ФРАГМЕНТ ТЕКСТА -
▬▬▬▬▬▬

Деятельность г. Шевырева представляет какой-то вечный промах, чрезвычайно забавный, но в то же время не лишенный прискорбного значения. Как-таки ни разу не попасть в цель, вечно делать все мимо, и в великом и в малом! Мы помним, что в начале своей литературной карьеры г. Шевырев отличился статьею: «Словесность и торговля», – в которой старался доказать, как позорно для писателя брать деньги за свои сочинения; статейка эта явилась именно в то время, когда литературный труд начинал у нас получать право гражданства между другими категориями труда.[1] – Пустился г. Шевырев в критику – и произвел в поэты мысли г. Бенедиктова,[2] который тем именно и отличается, что поэзия и мысль у него всегда в разладе. – Увлекся он библиографией, и сочинил, что стихи Пушкина:
Бранной забавы
Любить нельзя —
надобно читать:
Мистицизмом занялся он, и провозгласил однажды «чудное и знаменательное совпадение событий в том, что Карамзин родился в год смерти Ломоносова»;[4] вдруг оказалось, что Карамзин вовсе не родился в год смерти Ломоносова! – В живописи стал искать себе отрады г. Шевырев, и пришел в восторг от Рафаэлевых картонов, найденных им в Москве; но на поверку вышло, что лухмановские картоны, приведшие его в восхищение, никак не могут быть приписаны Рафаэлю.[5] – Фельетонистом однажды сделался почтенный ученый, и принялся рассказывать, как Москва угощала брагой защитников Севастополя;[6] в действительности оказалось, что брагой их никогда не угощали. – Захотел он в одном из своих сочинений представить портрет Батюшкова; но в то время, как г. Шевырев принялся рисовать, Батюшков обернулся к нему спиною, и в книге злополучного профессора оказался рисунок, изображающий Батюшкова – с затылка!..[7] – В стихотворство пустился ординарный академик и профессор; но и тут дело кончилось неудачно: известно, как промахнулся он недавно с своим приветствием Белевской библиотеке, которое не могло появиться в самый день, вследствие невеликодушия редактора «Московских ведомостей».[8] Словом, что ни делал г. Шевырев, производил ли слово зефир от севера,[9] изъявлял ли желание взобраться на Александровскую колонну,[10] толковал ли о великом значении Жуковского[11] или об отношении семейного воспитания к государственному,[12] вступал ли в русскую горячую беседу,[13] – везде его поражали тяжкие удары, везде его деятельность ознаменовывалась самыми несчастными промахами.

▬▬▬▬▬▬

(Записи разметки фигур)
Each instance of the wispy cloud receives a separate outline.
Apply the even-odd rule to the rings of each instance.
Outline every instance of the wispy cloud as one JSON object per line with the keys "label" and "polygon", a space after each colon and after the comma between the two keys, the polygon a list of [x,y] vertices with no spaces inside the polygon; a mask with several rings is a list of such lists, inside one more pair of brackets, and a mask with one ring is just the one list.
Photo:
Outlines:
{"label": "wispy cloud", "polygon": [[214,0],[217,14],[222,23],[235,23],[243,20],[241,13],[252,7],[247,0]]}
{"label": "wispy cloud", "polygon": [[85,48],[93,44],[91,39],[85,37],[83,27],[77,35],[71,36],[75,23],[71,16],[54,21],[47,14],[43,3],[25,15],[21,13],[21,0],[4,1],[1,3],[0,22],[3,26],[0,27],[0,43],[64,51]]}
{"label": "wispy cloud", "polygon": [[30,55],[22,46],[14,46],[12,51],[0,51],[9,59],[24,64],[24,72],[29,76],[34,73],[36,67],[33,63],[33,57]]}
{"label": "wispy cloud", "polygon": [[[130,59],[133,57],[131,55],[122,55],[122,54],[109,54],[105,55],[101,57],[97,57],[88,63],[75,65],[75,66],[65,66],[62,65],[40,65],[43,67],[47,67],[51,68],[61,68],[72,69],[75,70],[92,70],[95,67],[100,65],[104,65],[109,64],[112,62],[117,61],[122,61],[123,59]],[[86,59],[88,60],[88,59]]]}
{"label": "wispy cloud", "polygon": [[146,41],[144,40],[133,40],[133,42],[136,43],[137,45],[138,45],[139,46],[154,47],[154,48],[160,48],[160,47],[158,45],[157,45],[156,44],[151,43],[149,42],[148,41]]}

▬▬▬▬▬▬

Проверьте, согласуются ли с фрагментом о Шевыреве три утверждения ниже. На каждое ответьте «да» или «нет» и дословно приведите решающие слова фрагмента.
1. В статье «Словесность и торговля» Шевырев старался доказать, что писателю позорно брать деньги за свои сочинения.
2. Лухмановские картоны, найденные в Москве, оказались работой Рафаэля.
3. Карамзин действительно родился в год смерти Ломоносова.

ОТВЕТ К ЗАДАНИЮ -
1. Да: «в которой старался доказать, как позорно для писателя брать деньги за свои сочинения».
2. Нет: «лухмановские картоны, приведшие его в восхищение, никак не могут быть приписаны Рафаэлю».
3. Нет: «вдруг оказалось, что Карамзин вовсе не родился в год смерти Ломоносова!»